* **PROBLEM DETAILS**: Your answer must be the lines from the one containing "Target: chin" through the last line of the records below, copied exactly, with the pictures left out.

* **LISTED ENTRIES**:
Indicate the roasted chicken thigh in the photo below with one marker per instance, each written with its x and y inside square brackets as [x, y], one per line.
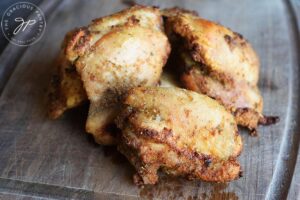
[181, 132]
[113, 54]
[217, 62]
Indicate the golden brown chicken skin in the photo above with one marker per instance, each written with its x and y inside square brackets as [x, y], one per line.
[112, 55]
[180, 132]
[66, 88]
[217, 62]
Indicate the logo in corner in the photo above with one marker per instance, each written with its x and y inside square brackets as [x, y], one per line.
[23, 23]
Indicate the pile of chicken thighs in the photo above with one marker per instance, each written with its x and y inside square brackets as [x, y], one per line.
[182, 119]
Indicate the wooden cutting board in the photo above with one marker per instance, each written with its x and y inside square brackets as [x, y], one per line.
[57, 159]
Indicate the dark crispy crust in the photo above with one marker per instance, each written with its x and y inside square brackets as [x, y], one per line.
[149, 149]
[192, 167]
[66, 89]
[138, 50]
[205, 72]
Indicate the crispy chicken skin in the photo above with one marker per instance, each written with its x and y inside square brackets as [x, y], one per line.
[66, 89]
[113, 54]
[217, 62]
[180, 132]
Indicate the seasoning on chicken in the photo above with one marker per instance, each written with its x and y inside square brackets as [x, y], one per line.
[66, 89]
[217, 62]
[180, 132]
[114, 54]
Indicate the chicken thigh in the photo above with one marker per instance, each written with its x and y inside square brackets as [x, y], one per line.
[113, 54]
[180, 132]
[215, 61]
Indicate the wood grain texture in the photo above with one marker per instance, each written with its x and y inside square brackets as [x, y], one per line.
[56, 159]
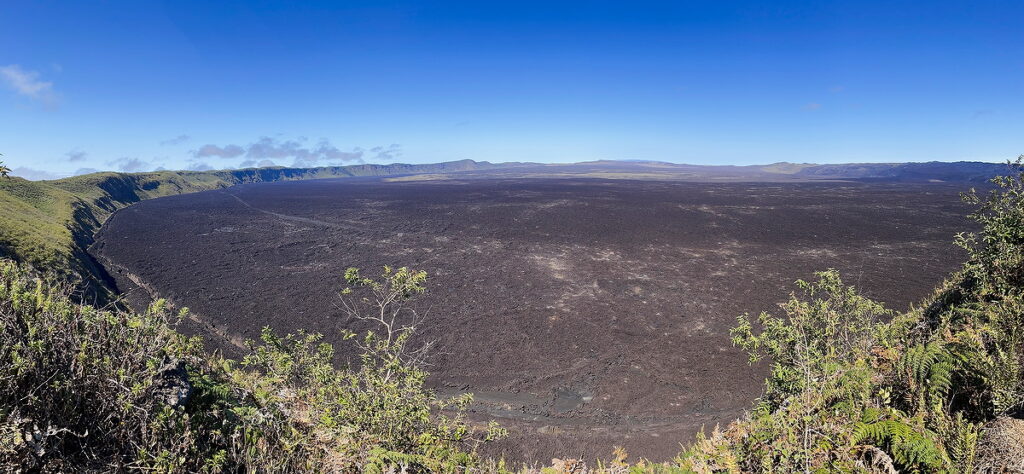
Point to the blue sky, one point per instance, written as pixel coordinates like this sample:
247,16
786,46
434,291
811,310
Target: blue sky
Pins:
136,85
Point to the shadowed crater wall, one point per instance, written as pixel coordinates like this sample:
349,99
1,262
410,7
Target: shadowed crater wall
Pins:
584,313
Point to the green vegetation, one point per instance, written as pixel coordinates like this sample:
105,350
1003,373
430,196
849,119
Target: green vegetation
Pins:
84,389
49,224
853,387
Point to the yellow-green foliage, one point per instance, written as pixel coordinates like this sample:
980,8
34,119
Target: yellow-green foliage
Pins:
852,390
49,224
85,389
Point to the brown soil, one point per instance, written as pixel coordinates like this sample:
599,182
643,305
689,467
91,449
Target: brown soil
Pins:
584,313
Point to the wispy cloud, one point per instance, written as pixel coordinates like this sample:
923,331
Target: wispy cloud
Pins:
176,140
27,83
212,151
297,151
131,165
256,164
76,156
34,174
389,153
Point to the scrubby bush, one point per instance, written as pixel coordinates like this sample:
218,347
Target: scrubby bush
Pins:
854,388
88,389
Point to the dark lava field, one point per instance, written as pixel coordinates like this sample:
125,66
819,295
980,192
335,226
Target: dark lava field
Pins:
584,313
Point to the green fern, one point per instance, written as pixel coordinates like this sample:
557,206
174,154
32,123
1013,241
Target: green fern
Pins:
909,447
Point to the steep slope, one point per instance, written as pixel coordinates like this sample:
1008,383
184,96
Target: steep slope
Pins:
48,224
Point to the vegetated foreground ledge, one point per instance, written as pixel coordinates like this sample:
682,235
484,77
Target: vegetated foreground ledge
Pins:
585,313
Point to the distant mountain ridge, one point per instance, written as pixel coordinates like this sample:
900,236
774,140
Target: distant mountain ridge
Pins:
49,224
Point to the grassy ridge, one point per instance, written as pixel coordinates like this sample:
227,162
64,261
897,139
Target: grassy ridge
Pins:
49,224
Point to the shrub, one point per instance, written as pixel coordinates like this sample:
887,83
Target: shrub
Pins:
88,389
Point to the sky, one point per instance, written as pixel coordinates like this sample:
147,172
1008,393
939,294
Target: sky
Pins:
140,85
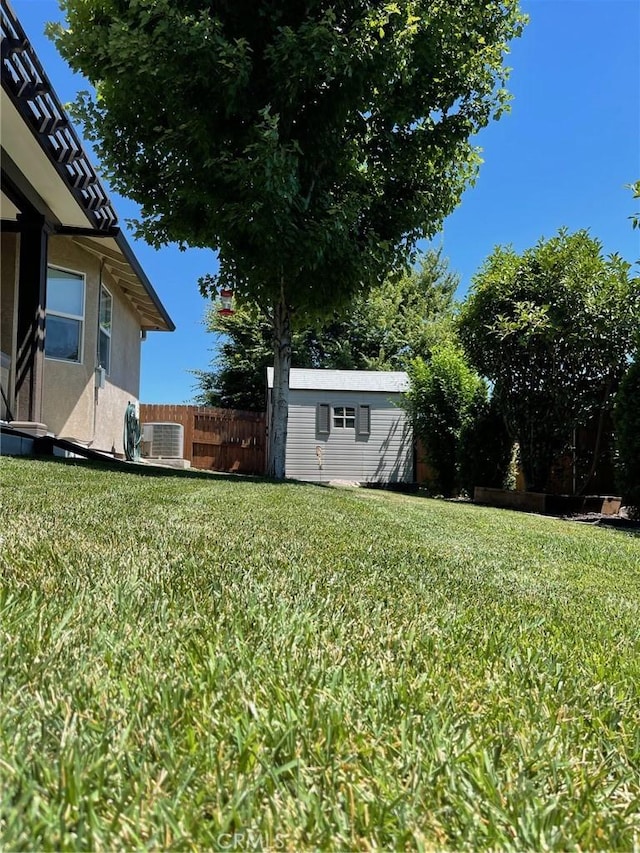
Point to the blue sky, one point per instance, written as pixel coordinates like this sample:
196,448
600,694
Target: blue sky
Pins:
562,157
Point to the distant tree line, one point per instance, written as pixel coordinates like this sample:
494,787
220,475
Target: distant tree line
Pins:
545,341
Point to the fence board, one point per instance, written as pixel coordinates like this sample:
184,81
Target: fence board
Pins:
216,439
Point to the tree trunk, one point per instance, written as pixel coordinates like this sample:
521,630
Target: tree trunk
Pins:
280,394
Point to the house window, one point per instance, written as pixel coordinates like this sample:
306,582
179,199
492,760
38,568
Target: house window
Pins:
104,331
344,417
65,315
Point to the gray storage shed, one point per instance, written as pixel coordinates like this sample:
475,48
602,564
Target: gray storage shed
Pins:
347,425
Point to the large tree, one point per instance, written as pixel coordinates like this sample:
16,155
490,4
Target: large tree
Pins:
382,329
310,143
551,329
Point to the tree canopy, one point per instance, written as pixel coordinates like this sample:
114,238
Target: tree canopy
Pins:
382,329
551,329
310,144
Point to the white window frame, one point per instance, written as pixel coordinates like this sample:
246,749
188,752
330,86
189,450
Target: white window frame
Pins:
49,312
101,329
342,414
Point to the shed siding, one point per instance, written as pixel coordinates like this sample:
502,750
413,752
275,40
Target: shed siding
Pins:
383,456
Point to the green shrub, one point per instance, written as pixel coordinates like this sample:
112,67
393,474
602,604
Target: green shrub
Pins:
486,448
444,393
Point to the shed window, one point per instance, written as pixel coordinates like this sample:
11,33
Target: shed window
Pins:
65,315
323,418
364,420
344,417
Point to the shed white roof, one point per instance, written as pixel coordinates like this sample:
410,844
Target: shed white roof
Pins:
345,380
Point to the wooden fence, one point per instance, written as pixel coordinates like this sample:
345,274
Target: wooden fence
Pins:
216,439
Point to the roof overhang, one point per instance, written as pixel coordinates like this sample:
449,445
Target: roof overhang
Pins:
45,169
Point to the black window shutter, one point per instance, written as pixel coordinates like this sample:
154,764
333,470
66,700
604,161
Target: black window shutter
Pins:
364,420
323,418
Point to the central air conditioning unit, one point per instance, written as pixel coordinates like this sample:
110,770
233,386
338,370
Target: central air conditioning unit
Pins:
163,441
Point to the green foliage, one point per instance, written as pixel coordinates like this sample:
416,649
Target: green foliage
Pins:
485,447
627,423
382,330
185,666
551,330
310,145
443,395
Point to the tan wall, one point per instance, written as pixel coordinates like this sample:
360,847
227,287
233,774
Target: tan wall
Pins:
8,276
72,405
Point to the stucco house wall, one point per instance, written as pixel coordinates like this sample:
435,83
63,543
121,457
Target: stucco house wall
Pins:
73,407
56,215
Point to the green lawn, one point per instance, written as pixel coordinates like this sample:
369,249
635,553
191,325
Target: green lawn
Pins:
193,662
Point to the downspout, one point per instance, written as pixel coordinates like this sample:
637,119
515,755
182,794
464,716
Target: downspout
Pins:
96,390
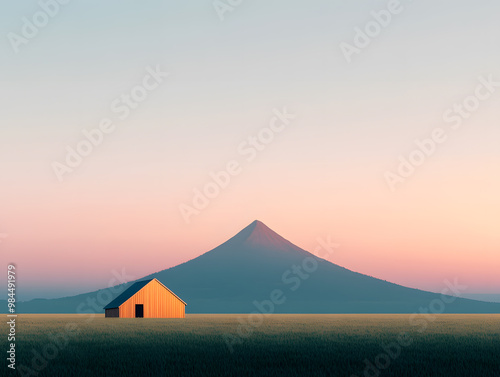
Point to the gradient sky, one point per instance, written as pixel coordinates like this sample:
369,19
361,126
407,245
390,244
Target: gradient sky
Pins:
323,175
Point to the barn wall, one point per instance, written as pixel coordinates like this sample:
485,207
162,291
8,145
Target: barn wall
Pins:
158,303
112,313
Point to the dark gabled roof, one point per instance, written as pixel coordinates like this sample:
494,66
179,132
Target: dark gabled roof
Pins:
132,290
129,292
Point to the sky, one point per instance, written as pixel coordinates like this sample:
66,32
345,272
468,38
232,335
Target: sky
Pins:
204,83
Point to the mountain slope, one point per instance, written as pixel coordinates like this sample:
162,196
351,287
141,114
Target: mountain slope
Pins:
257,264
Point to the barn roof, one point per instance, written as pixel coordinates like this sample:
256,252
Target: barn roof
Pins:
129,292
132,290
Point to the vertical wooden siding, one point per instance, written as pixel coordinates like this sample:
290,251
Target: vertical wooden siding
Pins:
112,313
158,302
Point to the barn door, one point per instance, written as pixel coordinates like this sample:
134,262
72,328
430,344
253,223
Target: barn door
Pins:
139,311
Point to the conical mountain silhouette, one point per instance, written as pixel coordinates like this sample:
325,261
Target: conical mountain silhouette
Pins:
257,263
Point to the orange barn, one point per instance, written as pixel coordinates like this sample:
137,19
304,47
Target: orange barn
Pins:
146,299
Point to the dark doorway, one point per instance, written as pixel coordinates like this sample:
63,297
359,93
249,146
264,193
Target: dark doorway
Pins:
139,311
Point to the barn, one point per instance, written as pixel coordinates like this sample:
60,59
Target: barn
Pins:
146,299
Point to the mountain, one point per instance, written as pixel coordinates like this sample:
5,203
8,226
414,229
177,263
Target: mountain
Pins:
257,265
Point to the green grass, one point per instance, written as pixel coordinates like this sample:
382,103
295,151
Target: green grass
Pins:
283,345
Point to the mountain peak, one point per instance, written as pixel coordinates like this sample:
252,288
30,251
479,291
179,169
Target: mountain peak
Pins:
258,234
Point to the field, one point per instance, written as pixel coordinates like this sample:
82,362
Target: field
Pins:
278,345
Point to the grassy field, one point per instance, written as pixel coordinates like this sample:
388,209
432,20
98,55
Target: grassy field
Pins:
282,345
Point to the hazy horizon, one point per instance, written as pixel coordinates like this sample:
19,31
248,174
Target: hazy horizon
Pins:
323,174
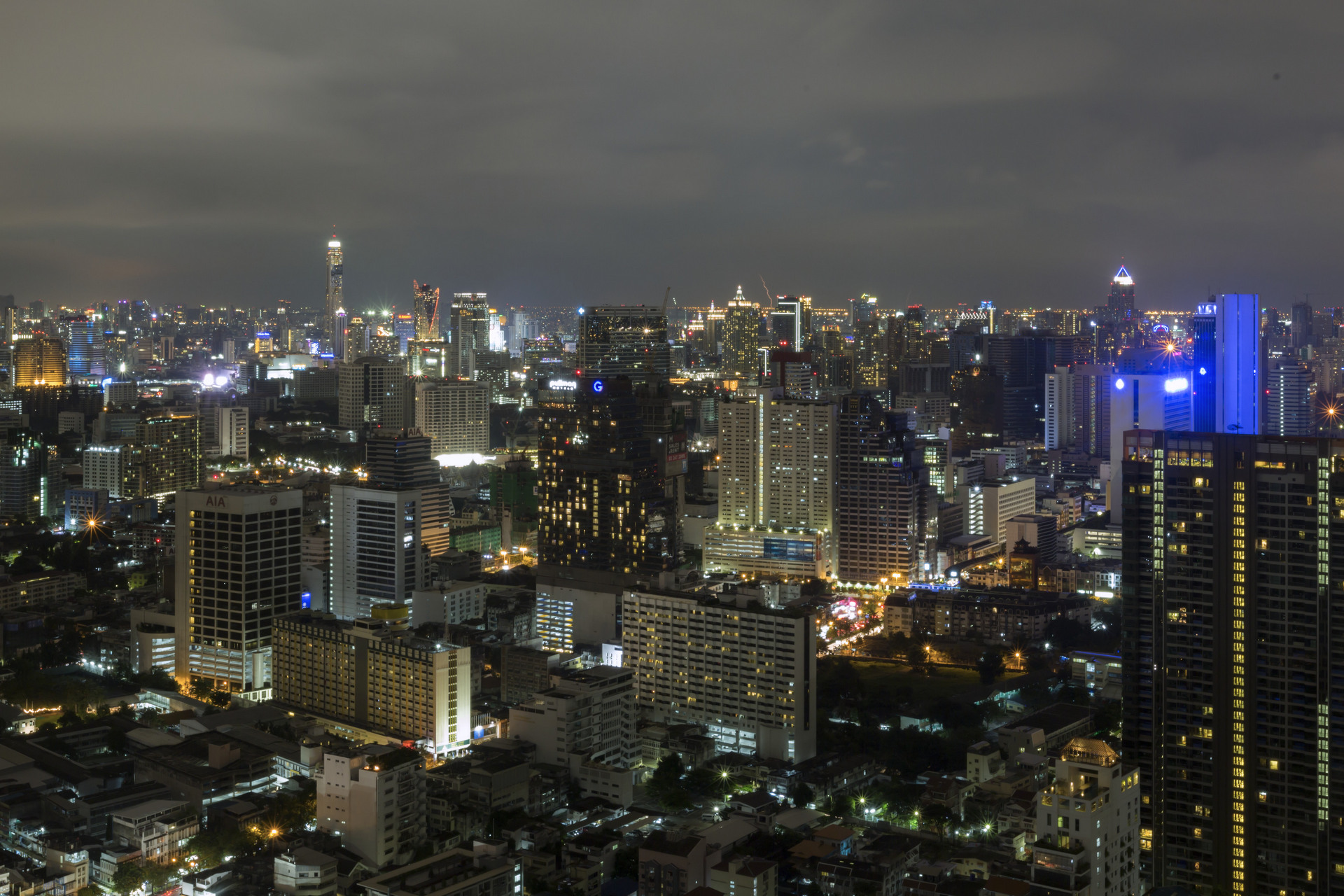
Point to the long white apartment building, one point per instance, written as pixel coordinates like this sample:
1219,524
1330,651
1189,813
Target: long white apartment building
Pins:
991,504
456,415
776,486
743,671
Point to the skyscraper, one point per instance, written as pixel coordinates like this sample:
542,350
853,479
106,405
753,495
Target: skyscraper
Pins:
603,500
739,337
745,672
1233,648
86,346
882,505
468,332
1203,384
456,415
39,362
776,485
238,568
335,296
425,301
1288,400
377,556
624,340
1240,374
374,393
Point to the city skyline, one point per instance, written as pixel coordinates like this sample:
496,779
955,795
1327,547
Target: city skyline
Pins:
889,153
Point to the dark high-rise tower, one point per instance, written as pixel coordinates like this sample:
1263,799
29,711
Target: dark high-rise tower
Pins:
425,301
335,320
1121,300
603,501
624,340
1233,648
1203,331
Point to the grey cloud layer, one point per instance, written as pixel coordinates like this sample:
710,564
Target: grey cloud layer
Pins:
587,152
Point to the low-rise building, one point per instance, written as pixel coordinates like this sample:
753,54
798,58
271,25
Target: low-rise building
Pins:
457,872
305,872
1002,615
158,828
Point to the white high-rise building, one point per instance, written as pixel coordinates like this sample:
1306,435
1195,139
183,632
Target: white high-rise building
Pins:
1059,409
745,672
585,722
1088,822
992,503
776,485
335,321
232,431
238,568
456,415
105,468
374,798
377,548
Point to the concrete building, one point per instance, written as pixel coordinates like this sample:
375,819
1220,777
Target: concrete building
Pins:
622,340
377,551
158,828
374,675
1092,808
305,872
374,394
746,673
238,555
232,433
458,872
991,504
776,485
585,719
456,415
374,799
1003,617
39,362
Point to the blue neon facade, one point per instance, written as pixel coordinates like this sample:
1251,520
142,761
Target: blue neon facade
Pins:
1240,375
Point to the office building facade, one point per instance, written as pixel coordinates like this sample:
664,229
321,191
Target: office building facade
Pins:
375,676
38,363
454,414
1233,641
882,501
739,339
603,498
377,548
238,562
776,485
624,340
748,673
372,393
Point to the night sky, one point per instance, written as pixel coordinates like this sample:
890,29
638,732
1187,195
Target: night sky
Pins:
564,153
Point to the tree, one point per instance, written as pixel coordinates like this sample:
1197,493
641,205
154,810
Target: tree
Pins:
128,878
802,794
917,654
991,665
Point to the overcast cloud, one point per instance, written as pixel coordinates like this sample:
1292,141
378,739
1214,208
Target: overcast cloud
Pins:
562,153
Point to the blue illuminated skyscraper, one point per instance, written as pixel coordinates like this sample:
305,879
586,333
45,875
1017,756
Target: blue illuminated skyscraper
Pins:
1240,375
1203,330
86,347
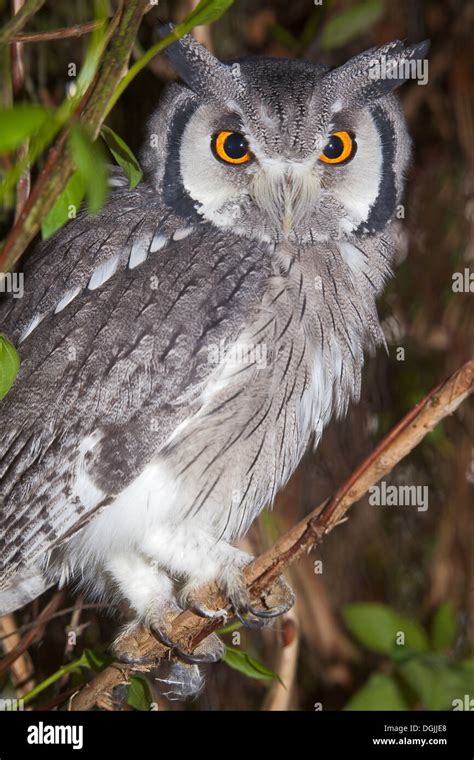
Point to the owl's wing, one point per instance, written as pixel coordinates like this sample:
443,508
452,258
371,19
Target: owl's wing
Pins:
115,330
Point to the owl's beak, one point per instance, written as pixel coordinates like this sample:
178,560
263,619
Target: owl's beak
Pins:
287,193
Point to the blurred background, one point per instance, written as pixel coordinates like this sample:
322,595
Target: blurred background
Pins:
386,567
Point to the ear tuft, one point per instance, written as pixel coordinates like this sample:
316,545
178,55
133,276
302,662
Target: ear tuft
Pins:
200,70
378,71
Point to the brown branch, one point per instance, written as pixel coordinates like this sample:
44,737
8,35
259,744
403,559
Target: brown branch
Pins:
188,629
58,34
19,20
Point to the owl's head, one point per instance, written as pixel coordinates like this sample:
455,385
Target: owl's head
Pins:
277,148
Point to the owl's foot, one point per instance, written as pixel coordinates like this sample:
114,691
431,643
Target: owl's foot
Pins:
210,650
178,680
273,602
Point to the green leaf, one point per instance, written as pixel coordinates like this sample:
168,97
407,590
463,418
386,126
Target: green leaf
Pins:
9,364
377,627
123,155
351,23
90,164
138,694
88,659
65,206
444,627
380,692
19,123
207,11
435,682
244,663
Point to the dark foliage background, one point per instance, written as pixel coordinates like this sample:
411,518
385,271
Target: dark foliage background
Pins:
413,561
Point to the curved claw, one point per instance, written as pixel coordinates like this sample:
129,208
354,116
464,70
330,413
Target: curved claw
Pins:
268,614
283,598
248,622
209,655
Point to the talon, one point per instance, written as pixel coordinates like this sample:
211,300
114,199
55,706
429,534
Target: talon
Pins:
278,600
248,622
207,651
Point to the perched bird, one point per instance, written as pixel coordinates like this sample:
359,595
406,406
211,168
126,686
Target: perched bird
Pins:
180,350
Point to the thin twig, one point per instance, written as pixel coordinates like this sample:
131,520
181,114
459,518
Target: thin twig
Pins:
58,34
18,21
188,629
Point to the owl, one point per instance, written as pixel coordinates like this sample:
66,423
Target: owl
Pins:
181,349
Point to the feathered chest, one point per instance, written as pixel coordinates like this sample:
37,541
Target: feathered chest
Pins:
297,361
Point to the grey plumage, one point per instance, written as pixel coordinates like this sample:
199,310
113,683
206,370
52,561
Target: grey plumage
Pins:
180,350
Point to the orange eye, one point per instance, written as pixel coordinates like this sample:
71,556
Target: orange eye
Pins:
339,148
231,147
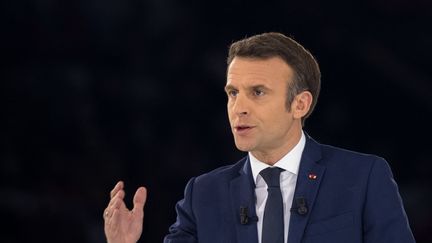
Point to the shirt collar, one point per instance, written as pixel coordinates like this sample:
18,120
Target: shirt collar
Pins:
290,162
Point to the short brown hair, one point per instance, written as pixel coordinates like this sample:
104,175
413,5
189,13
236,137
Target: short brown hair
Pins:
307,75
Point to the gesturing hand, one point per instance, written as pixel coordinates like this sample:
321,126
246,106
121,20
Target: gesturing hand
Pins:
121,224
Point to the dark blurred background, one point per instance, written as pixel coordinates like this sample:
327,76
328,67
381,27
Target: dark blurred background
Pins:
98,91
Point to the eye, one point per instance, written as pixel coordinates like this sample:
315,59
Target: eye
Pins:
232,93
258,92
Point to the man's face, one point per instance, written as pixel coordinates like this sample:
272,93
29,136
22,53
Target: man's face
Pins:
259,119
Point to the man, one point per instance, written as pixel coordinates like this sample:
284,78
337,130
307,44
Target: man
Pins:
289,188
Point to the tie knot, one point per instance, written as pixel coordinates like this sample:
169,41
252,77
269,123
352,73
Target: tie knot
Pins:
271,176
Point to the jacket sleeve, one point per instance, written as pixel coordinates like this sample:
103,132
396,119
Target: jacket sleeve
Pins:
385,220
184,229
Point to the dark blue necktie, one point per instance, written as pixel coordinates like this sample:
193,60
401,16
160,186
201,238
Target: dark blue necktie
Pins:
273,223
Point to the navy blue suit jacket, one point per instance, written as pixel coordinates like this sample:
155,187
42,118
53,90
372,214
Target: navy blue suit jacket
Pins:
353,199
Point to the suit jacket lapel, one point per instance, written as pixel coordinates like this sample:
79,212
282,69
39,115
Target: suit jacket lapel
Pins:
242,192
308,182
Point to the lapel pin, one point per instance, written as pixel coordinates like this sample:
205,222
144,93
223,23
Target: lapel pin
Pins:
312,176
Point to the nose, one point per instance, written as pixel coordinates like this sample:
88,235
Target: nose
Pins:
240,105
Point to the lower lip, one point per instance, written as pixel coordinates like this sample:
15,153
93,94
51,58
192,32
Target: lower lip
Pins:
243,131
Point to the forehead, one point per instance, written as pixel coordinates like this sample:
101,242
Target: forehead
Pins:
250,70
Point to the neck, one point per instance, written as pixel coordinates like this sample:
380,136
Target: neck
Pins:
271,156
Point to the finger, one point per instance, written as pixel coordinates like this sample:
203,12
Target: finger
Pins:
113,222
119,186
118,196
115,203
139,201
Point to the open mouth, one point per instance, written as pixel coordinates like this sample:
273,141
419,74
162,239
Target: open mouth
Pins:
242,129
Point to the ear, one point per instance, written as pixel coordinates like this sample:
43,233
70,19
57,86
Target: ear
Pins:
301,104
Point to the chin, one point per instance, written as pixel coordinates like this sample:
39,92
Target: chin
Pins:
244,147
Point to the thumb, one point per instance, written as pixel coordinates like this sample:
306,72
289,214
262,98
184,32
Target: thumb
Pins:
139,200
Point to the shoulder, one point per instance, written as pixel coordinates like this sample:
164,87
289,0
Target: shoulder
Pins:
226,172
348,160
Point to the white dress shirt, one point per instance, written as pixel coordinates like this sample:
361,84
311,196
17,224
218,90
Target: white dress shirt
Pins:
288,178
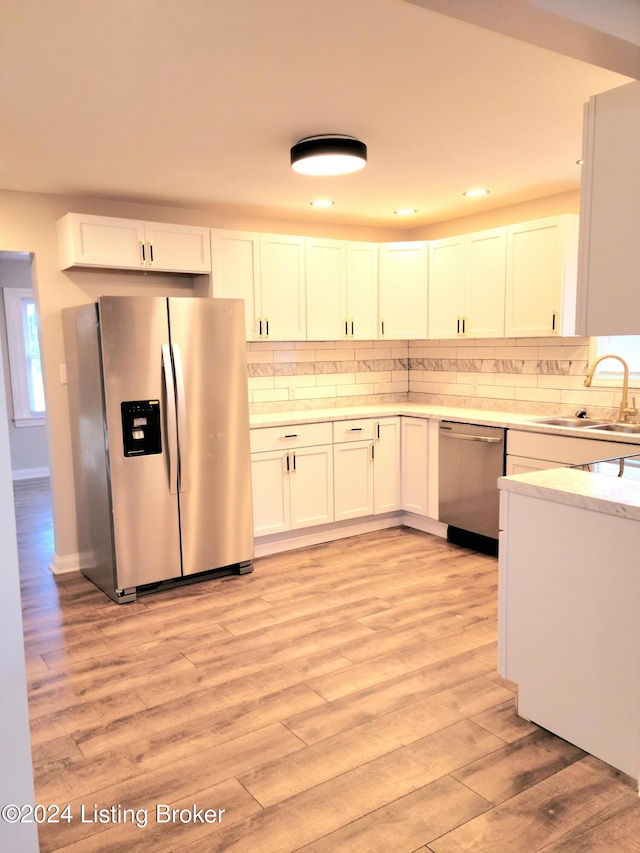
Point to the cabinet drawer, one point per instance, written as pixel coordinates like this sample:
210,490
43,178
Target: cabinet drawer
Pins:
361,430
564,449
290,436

* **ANSWER SPACE**:
Target: chin
Pins:
244,147
Point to the thumb, one point per instance, written as pixel coordinates like this sample:
306,72
289,214
262,98
184,32
Target: thumb
Pins:
139,200
Point to the shoulder, one point per instance, written as pixel coordinates like this sample:
164,87
289,0
Target: shoulder
Pins:
226,172
348,160
Point to the white dress shirt, one point per instance, written as pixel coordinates like this sample:
361,84
311,196
17,224
218,90
Target: white dress shirt
Pins:
288,178
Point to the cabinet drawer, one point per instance, written as pixel coordinates like this sample:
210,490
43,178
Target: cabinet drawer
Pins:
361,430
564,449
290,436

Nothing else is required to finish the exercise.